** start Document text **
Max Kirillov wrote:
Package: dnsmasq
Version: 2.45-1
Severity: important
If setcap() call at startup fail (for example, under
OpenVZ), dnsmasq reports an error and do not start:
# /etc/init.d/dnsmasq start
Starting DNS forwarder and DHCP server: dnsmasq
dnsmasq: setting capabilities failed: Operation not permitted
failed (warning).
failed!
#
in strace the error is:
capset(0x19980330, 0, {CAP_SETUID|CAP_NET_ADMIN|CAP_NET_RAW,
CAP_SETUID|CAP_NET_ADMIN|CAP_NET_RAW, CAP_SETUID|CAP_NET_ADMIN|CAP_NET_RAW}) =
-1 EPERM (Operation not permitted)
I think it should only warn about error and continue to
work. Different security solutions is quite popular and some
of them will not allow something that works on plain unix.
It's better to be tolerant to such failures.
I did not found how to fix it in configuration.
The capabilities are needed so that dnsmasq can function when it is not
running as root: the default behaviour is to drop root privileges once
dnsmasq has started up. The behaviour you advocate (warn, but continue)
** end Document text **
Task instructions:
1. Rewrite the dnsmasq bug report from "I think it should" up to and including "it in configuration.", changing "security solutions" to "sandboxing tools".
2. List each distinct capability name in the strace output of the dnsmasq bug report.
** start Material **
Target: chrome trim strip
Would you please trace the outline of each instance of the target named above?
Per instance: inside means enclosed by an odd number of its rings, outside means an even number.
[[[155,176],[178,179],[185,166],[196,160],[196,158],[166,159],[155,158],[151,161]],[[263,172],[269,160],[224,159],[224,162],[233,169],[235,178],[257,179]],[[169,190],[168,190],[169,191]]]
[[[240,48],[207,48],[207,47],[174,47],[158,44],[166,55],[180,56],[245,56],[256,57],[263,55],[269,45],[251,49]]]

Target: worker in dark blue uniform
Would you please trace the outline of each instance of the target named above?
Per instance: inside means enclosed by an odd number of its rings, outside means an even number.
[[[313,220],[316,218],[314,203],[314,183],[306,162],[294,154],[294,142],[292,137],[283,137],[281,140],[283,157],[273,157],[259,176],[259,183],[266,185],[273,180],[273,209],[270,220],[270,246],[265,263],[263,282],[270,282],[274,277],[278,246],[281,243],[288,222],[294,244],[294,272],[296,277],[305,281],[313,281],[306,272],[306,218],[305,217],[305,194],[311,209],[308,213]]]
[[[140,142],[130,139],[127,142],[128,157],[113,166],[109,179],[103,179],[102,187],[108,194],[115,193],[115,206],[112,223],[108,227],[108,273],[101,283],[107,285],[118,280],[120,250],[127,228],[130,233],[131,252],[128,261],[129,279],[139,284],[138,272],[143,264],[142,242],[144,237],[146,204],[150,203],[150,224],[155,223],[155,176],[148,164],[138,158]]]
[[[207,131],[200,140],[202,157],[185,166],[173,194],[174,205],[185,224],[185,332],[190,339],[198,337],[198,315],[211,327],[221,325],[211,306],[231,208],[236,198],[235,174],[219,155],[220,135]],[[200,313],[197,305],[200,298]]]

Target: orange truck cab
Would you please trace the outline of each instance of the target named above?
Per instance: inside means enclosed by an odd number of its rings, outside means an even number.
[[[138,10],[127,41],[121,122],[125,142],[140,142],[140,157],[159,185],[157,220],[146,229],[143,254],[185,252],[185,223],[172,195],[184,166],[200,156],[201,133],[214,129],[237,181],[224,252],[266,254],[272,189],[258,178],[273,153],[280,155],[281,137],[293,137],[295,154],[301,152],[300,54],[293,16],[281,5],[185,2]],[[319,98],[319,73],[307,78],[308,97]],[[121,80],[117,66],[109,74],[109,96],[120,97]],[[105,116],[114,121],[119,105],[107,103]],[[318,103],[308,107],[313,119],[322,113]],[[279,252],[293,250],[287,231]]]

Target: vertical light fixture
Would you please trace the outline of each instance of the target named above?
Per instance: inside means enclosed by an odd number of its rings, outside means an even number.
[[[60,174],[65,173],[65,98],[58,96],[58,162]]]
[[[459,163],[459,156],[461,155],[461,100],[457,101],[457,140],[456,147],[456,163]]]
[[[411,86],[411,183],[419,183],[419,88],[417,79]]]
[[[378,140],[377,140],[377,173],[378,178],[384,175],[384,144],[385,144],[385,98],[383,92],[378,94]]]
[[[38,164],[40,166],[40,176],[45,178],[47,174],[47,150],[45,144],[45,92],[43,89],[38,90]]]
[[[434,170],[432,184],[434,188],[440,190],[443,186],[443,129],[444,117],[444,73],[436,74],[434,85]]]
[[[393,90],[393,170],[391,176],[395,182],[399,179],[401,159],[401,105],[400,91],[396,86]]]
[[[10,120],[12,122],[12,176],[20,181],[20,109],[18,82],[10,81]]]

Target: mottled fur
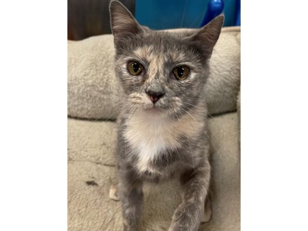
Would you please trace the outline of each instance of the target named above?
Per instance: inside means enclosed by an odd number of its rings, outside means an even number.
[[[117,160],[124,229],[138,230],[143,182],[175,177],[183,185],[183,197],[169,230],[197,230],[211,171],[202,89],[223,16],[200,30],[172,33],[141,27],[117,1],[110,3],[110,15],[121,89]],[[141,74],[127,71],[131,61],[144,67]],[[182,81],[170,76],[180,65],[190,70]],[[154,104],[146,91],[164,94]]]

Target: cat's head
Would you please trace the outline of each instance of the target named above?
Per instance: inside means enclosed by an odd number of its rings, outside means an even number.
[[[208,76],[207,60],[220,33],[220,15],[199,29],[171,32],[140,26],[120,3],[110,5],[116,71],[131,111],[181,114],[196,105]]]

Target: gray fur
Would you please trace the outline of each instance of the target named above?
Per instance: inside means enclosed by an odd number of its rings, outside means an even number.
[[[124,230],[138,230],[143,182],[158,183],[175,177],[183,185],[183,199],[169,230],[197,230],[208,196],[211,171],[202,89],[223,16],[200,30],[172,33],[140,26],[117,1],[112,1],[110,8],[115,68],[121,89],[116,157]],[[141,63],[144,72],[130,74],[127,64],[131,61]],[[172,70],[179,65],[190,70],[185,80],[172,78]],[[153,104],[147,91],[164,94]],[[144,131],[143,124],[151,129]],[[144,143],[142,137],[137,140],[139,133],[143,134]],[[158,139],[163,140],[153,140]],[[152,149],[148,144],[153,144]]]

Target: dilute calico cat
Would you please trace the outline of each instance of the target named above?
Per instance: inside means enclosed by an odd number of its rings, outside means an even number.
[[[178,177],[183,200],[169,230],[197,230],[210,206],[203,89],[224,16],[172,32],[140,26],[118,1],[110,11],[121,89],[116,159],[124,230],[139,230],[143,182]]]

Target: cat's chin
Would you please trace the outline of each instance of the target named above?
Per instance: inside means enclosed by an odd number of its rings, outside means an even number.
[[[163,110],[160,108],[158,108],[157,107],[152,106],[145,108],[143,109],[143,111],[148,114],[156,114],[156,115],[164,115],[166,113],[165,110]]]

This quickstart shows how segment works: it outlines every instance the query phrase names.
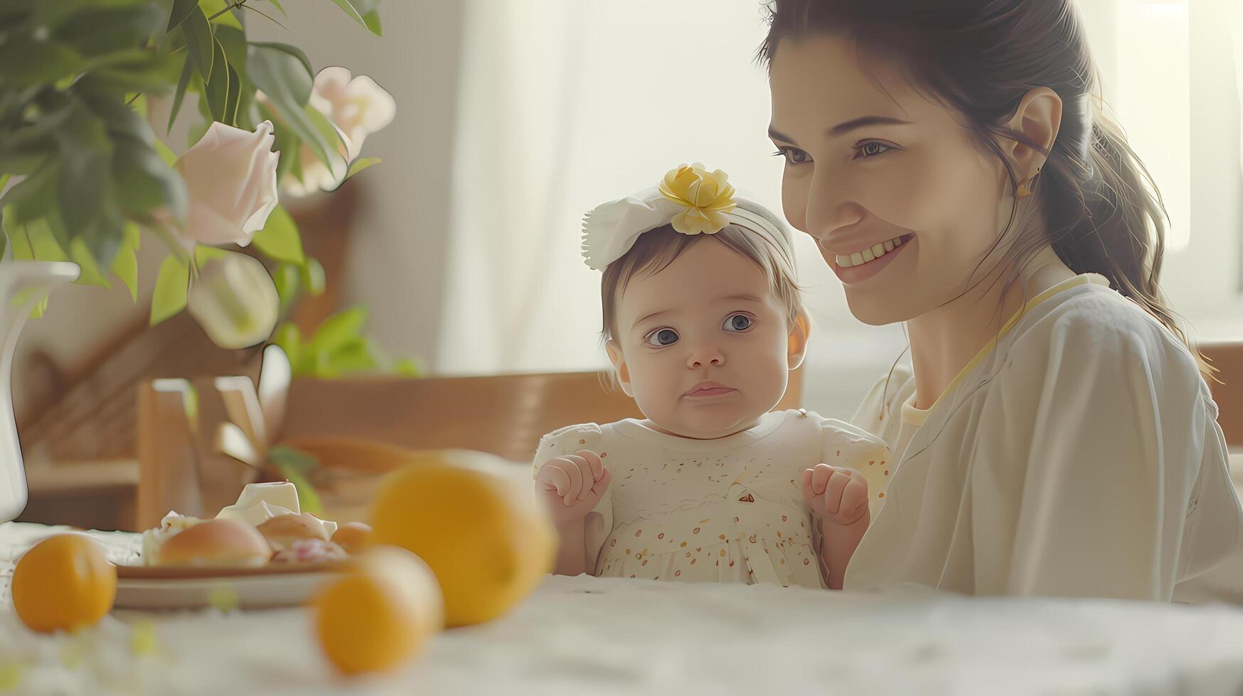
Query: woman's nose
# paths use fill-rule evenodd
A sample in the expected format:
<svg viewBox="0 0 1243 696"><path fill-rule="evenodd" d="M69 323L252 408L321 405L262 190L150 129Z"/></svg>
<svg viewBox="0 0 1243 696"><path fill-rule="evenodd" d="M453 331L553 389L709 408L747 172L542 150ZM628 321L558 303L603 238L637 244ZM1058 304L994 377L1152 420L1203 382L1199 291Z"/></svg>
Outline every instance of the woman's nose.
<svg viewBox="0 0 1243 696"><path fill-rule="evenodd" d="M832 172L817 170L807 192L807 232L818 242L864 217L864 208L850 196L850 184Z"/></svg>
<svg viewBox="0 0 1243 696"><path fill-rule="evenodd" d="M697 346L686 357L686 367L699 370L701 367L718 367L725 365L725 354L716 346Z"/></svg>

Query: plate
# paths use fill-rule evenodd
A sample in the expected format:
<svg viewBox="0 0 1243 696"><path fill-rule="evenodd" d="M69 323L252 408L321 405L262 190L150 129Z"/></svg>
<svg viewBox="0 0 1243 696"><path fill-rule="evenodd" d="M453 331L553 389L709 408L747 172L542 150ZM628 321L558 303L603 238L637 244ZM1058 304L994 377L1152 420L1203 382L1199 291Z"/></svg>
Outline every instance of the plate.
<svg viewBox="0 0 1243 696"><path fill-rule="evenodd" d="M347 567L342 562L235 568L118 566L114 605L121 609L297 607Z"/></svg>

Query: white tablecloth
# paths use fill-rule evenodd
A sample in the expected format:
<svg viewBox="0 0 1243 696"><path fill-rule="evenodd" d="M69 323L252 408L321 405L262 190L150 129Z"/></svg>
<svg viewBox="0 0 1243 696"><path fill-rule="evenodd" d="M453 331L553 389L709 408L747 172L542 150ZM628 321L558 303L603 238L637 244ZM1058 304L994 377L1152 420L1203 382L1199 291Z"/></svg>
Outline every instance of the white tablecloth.
<svg viewBox="0 0 1243 696"><path fill-rule="evenodd" d="M63 530L0 525L0 694L1243 692L1239 608L590 577L549 577L505 619L441 634L397 675L349 681L297 609L26 631L6 576L50 531ZM118 561L135 541L93 533ZM158 653L137 655L135 631L154 633Z"/></svg>

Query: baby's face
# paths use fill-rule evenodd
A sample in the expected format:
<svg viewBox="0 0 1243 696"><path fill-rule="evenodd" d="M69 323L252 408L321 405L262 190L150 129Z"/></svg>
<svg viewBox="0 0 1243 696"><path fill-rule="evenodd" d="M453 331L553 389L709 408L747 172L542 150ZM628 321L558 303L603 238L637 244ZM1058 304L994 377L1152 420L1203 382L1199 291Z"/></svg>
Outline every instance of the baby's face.
<svg viewBox="0 0 1243 696"><path fill-rule="evenodd" d="M717 438L752 426L786 393L789 321L764 273L702 239L656 274L630 279L610 347L653 423Z"/></svg>

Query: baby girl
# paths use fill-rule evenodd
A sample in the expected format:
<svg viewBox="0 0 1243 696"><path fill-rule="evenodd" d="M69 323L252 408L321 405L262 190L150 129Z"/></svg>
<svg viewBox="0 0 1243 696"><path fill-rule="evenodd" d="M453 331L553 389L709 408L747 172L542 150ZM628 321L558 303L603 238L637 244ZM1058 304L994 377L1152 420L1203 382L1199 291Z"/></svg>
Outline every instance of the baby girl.
<svg viewBox="0 0 1243 696"><path fill-rule="evenodd" d="M583 256L645 418L541 439L556 572L840 588L891 462L859 428L772 411L809 331L786 226L684 165L588 213Z"/></svg>

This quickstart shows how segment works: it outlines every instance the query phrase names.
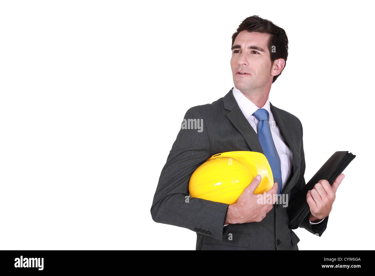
** end Material **
Solutions in order:
1.
I think it should only warn about error and continue to
work. Different sandboxing tools is quite popular and some
of them will not allow something that works on plain unix.
It's better to be tolerant to such failures.
I did not found how to fix it in configuration.

2.
CAP_SETUID
CAP_NET_ADMIN
CAP_NET_RAW